**WRITTEN INSTRUCTION**. Copy the lines below word for word, leaving out the pictures.
═════ RECORDS PROVIDED ═════
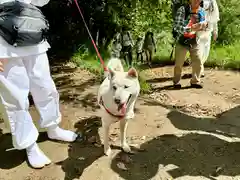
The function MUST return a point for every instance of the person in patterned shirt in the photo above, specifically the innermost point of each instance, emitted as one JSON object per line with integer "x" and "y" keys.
{"x": 189, "y": 19}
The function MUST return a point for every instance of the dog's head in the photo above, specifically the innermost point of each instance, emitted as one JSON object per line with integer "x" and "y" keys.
{"x": 124, "y": 87}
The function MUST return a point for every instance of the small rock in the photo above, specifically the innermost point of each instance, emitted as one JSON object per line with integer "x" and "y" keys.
{"x": 92, "y": 139}
{"x": 122, "y": 166}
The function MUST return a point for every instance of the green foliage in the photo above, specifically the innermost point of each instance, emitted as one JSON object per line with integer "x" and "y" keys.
{"x": 229, "y": 26}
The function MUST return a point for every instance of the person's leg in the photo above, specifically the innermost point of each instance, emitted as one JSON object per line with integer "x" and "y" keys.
{"x": 14, "y": 84}
{"x": 125, "y": 55}
{"x": 207, "y": 48}
{"x": 130, "y": 55}
{"x": 141, "y": 55}
{"x": 138, "y": 55}
{"x": 180, "y": 55}
{"x": 195, "y": 55}
{"x": 46, "y": 97}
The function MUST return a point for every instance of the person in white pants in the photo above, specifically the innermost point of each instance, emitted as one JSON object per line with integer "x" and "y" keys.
{"x": 25, "y": 69}
{"x": 204, "y": 37}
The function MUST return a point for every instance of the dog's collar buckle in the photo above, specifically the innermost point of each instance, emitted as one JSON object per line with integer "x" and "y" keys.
{"x": 118, "y": 116}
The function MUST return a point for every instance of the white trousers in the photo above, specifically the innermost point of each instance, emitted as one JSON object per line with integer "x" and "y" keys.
{"x": 205, "y": 45}
{"x": 20, "y": 76}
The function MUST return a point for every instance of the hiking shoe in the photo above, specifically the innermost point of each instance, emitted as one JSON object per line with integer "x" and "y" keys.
{"x": 177, "y": 86}
{"x": 197, "y": 86}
═════
**TASK RESULT**.
The function MUST return a point for every instance of the person in patterned shirt in the photo above, specifically the innermost point of each instance, emitted as one JSON object per line with integer "x" and "y" keys.
{"x": 189, "y": 19}
The function MUST return a point for every instance of the dog's head in the photo above, specifically the innermost point of each instance, emitted as one JSON object per line with integer "x" and "y" keys.
{"x": 124, "y": 87}
The function MUST return a point for every instance of the small rock in the photo above, specifically the innermost point of each instance, emitted as one JSON object per line with integer "x" and "y" keys.
{"x": 92, "y": 139}
{"x": 122, "y": 166}
The function MUST return a point for every instance of the green foliage in the photo above, specifically the innermost point of each instance, emitted as one JSON object per line with integer "x" and "y" keys.
{"x": 229, "y": 26}
The function MUST return a point for every instance of the person's leg in the photo above, specifically the innermost point of each instance, emitted as one JSON object per line with integer "x" and "y" keys.
{"x": 14, "y": 84}
{"x": 125, "y": 55}
{"x": 207, "y": 48}
{"x": 130, "y": 55}
{"x": 141, "y": 55}
{"x": 138, "y": 55}
{"x": 180, "y": 55}
{"x": 195, "y": 55}
{"x": 46, "y": 97}
The function MUST return a point for every instance of the person in white pants in the photo above, specifically the innermost point of each instance, emitted as one JSON object per line with integer "x" and "y" keys.
{"x": 25, "y": 69}
{"x": 204, "y": 37}
The function MUST return a point for every instance of the dog's collar buckle in the photo above, specifically the innermost point of each instance, emitted as one JSON object per line with integer "x" and "y" keys.
{"x": 118, "y": 116}
The function MUST return a point for every instance of the white trousers in the photo above, specifically the innermost point of each instance, emitted as one JSON object per line with integer "x" and "y" keys.
{"x": 205, "y": 45}
{"x": 20, "y": 76}
The function MUST return a point for every instance of the hiking shoe in the photo above, specifically the innermost point of each instance, emitted as one JSON object per line with integer "x" and "y" keys.
{"x": 177, "y": 86}
{"x": 197, "y": 86}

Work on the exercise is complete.